§ **Source document**:

:::

Rooster is a former Evel Knievel--type daredevil ("[a]t the Flintock Fair 1981, he died," we're solemnly told), who is maundering through a midlife fug of drink, drugs and the semicontemptuous affection of Flintock's wayward youth (chief among them John Gallagher Jr.'s outward-bound Lee and Mackenzie Crook's frustrated-DJ Ginger). Rooster is also divorced; his ex-wife (Geraldine Hughes) brings their wary six-year-old son by for a custodial visit, but this is one minor whom Rooster cannot draw into temptation.
Butterworth's play unfolds over a single day, at the end of which Rooster is meant to be forcibly evicted from his squat by enraged city officials to make room for a housing development. The three-act story of Rooster's day is a hugely satisfying tapestry woven of anarchic humor and vivid storytelling, told in an earthy, lyrical language that takes flight into the mythic. Butterworth fuses a propulsive, bumptious whole from shaggy-dog stories, town lore, rants, lists, laddish banter, songs and hymns. Besides featuring some of the liveliest stage language in years, the play also puts Broadway's dyed-in-the-wool Anglophilia to the test: It is English to the extreme, proudly regional even by London standards.

:::

§ **Using the information**:
[1] Condense the paragraph of the theater review that begins "Butterworth's play unfolds" into a short bulleted list that keeps its main facts.
[2] Rename "daredevil" as "stuntman" in the theater review from "Rooster is a former" to "draw into temptation.".
[3] Go on with the theater review, starting after its final sentence.

[Referring expression pointing data]
:::

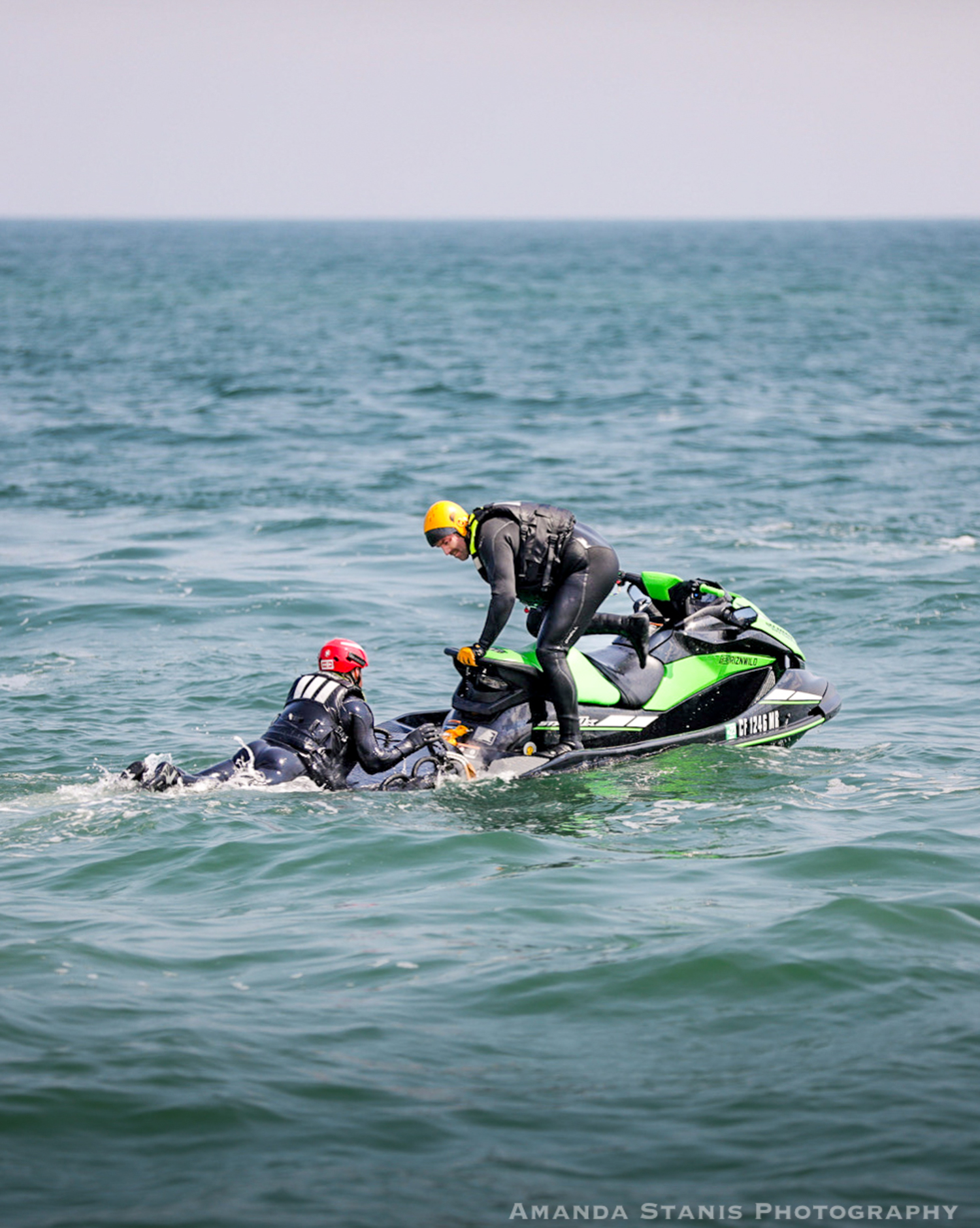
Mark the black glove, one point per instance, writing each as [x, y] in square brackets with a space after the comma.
[425, 736]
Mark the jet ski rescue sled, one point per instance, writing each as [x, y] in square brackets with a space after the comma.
[717, 671]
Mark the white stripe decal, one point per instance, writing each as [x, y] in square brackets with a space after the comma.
[780, 695]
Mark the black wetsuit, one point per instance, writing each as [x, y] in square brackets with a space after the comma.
[323, 731]
[583, 574]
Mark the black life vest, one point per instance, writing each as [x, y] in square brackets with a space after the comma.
[310, 722]
[544, 535]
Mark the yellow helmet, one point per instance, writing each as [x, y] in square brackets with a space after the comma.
[444, 518]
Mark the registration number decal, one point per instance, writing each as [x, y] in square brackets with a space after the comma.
[752, 726]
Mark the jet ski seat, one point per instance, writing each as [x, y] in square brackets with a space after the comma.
[619, 665]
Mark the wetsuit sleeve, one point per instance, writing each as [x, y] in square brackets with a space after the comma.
[359, 723]
[498, 549]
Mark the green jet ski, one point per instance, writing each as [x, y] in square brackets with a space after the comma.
[717, 671]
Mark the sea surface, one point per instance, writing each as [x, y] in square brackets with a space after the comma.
[719, 980]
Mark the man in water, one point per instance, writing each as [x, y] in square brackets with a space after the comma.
[325, 730]
[561, 569]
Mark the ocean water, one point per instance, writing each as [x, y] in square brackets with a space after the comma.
[716, 982]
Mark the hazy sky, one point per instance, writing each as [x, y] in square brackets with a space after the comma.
[489, 108]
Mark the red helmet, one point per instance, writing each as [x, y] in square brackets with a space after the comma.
[342, 656]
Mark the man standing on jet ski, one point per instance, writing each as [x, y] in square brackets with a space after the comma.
[325, 730]
[563, 569]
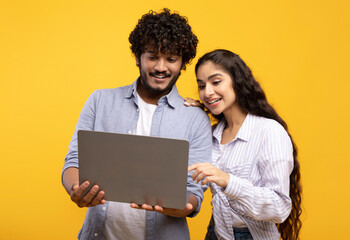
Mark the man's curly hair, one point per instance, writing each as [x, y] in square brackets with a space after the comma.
[164, 31]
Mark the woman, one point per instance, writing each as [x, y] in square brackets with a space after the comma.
[254, 175]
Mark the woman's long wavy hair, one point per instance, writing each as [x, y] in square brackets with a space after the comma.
[252, 99]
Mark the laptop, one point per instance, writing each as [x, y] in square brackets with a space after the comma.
[133, 168]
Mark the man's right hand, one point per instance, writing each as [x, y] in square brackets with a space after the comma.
[90, 199]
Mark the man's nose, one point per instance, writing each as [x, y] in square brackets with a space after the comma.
[160, 65]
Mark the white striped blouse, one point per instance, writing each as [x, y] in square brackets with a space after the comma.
[259, 160]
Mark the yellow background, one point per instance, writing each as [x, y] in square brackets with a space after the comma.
[54, 54]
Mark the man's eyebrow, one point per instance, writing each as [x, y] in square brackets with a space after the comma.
[151, 51]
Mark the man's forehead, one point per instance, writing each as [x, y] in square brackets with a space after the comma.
[159, 50]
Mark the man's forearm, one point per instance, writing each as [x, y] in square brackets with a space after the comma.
[70, 178]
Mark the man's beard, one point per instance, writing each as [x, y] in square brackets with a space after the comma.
[158, 91]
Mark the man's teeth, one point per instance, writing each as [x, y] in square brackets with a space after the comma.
[214, 101]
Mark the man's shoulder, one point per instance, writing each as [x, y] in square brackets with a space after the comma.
[114, 92]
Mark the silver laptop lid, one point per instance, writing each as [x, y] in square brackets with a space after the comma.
[132, 168]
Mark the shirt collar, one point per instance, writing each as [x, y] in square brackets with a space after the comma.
[244, 132]
[170, 98]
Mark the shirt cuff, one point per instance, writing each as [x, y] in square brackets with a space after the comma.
[234, 187]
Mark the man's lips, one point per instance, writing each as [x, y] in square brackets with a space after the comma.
[213, 102]
[159, 76]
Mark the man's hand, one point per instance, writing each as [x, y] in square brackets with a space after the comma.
[92, 198]
[70, 182]
[194, 103]
[192, 201]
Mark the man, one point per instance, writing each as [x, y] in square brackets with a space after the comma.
[163, 43]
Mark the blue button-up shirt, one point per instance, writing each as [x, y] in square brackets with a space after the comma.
[116, 110]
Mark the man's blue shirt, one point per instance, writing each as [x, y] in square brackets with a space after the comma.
[116, 110]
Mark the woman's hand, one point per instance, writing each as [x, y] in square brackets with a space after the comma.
[194, 103]
[208, 173]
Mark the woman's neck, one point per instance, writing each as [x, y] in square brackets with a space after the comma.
[234, 119]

:::

§ **Expected outputs**:
[1]
- The play takes place over a single day, which ends with Rooster due to be forcibly evicted from his squat by enraged city officials to make room for a housing development.
- Its three acts blend anarchic humor and vivid storytelling in earthy, lyrical language that reaches into the mythic.
- Butterworth builds it from shaggy-dog stories, town lore, rants, lists, laddish banter, songs and hymns.
- Its stage language is among the liveliest in years.
- It tests Broadway's Anglophilia by being extremely English and proudly regional, even by London standards.

[2]
Rooster is a former Evel Knievel--type stuntman ("[a]t the Flintock Fair 1981, he died," we're solemnly told), who is maundering through a midlife fug of drink, drugs and the semicontemptuous affection of Flintock's wayward youth (chief among them John Gallagher Jr.'s outward-bound Lee and Mackenzie Crook's frustrated-DJ Ginger). Rooster is also divorced; his ex-wife (Geraldine Hughes) brings their wary six-year-old son by for a custodial visit, but this is one minor whom Rooster cannot draw into temptation.

[3]
However, if you miss a bit of slang here or a place name there, not to worry: The plot is perfectly straightforward. Moreover, Jerusalem frames arguments that anyone can relate to; it is political in the most basic sense, addressing the struggle between the citizen and the city. Any society in which the most powerful systematically try to strip rights and dignity from the least powerful—and here, I think, we Americans have ceased to hear accents—can appreciate Rooster's fight to keep his scrappy plot of land. But this is a play, not a tract. Rooster is also a monster of appetite and chaos, a pusher, a harmful parent. He is mythic and deathless—or so he says. What's clear is that he uses and is used by the children who flock to him, particularly the 15-year-old Phaedra (Aime-Ffion Edwards), last year's May Queen, who has disappeared, leaving Rooster the prime suspect.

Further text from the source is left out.